(GIVEN PASSAGE):

Calculting a crime factor by adding the average of each type of crime. Major crimes and violent crimes are weighted more heavily.

In [25]:
# def calculate_crime(row):
#     row['crime'] = int(row['AvgOfMajor N'] * 10 + row['AvgOfOth N'] + row['AvgOfNoCrim N'] + row['AvgOfProp N'] * 2 + row['AvgOfVio N'] * 7.5)
#     return row

# df = df.apply(calculate_crime, axis=1)
# df.head()

In [26]:
import math

import folium
from shapely.geometry import Point
from shapely.geometry.polygon import Polygon

Find the center of Brooklyn

In [27]:
center_of_brookyn = address_tools.brooklyn.center

m = folium.Map(
    location=(center_of_brookyn.y, center_of_brookyn.x), 
    zoom_start=12,
    tiles='Stamen Terrain'
)

(CHALLENGE 1):
Answer these questions about the Brooklyn crime notebook.
(a) By what factor are the violent-crime averages multiplied in the crime calculation?
(b) From which module is Point imported?
(c) What zoom level is the map created with?
(CHALLENGE 2):
Write what comes next in the Brooklyn crime notebook, picking up after its final line.

(ENTRIES SUPPLIED):
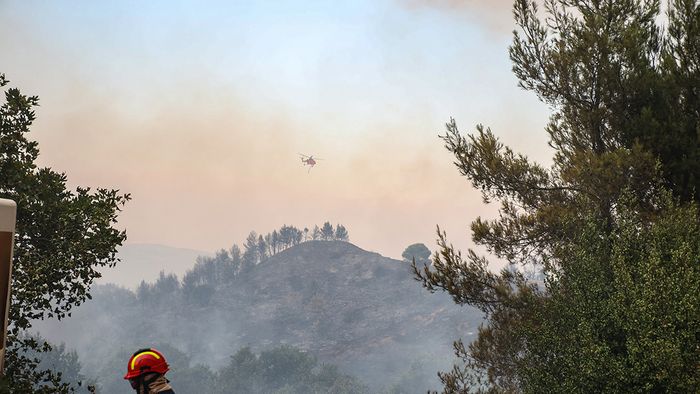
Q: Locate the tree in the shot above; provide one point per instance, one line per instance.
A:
(341, 233)
(250, 252)
(62, 236)
(621, 93)
(327, 232)
(418, 252)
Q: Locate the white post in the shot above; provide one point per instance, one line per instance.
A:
(8, 215)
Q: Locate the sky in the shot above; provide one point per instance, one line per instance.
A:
(200, 109)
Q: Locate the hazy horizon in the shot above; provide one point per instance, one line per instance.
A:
(200, 112)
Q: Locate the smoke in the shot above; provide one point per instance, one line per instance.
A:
(495, 15)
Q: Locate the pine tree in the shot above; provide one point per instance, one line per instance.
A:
(624, 96)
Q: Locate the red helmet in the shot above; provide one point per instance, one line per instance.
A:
(145, 361)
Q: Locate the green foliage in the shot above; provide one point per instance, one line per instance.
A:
(327, 231)
(341, 233)
(617, 310)
(624, 311)
(418, 253)
(62, 238)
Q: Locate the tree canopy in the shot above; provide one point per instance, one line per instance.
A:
(617, 310)
(62, 237)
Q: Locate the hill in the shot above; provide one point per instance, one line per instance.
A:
(357, 309)
(146, 261)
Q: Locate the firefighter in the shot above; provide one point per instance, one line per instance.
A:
(146, 372)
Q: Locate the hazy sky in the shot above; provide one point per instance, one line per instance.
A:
(199, 110)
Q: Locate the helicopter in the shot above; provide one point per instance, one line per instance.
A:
(308, 161)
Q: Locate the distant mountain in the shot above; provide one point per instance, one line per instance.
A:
(146, 261)
(357, 309)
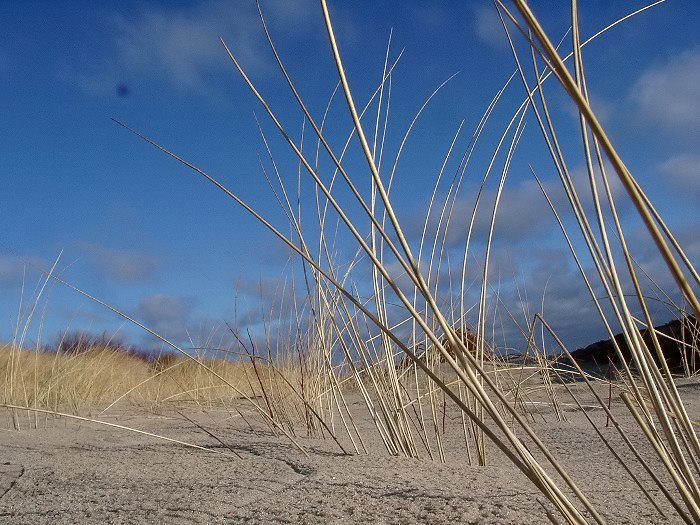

(RIGHT ANSWER 1):
(a) 7.5
(b) shapely.geometry
(c) 12

(RIGHT ANSWER 2):
def colorcode(x):
    if x in range(0,10):
        color = 'green'
    elif x in range(10,20):
        color = 'orange'
    elif x in range(20,30):
        color = 'red'
    else:
        color = 'darkred'
    return color

for _, row in df.iterrows():
    row['lon']
    if math.isnan(row['lon']):
        continue

    # radius = int(row['RangeA'] / 100)
    radius = 5
    
    # color = colorcode(row['crime'])
    color = 'green'

    folium.CircleMarker(
        location=(row['lat'], row['lon']),
        radius=radius,
        color=color,
        fill_color=color,
        fill_opacity=0.6,
        popup='School',
    ).add_to(m)

m

In [28]:
m.save('schools.html')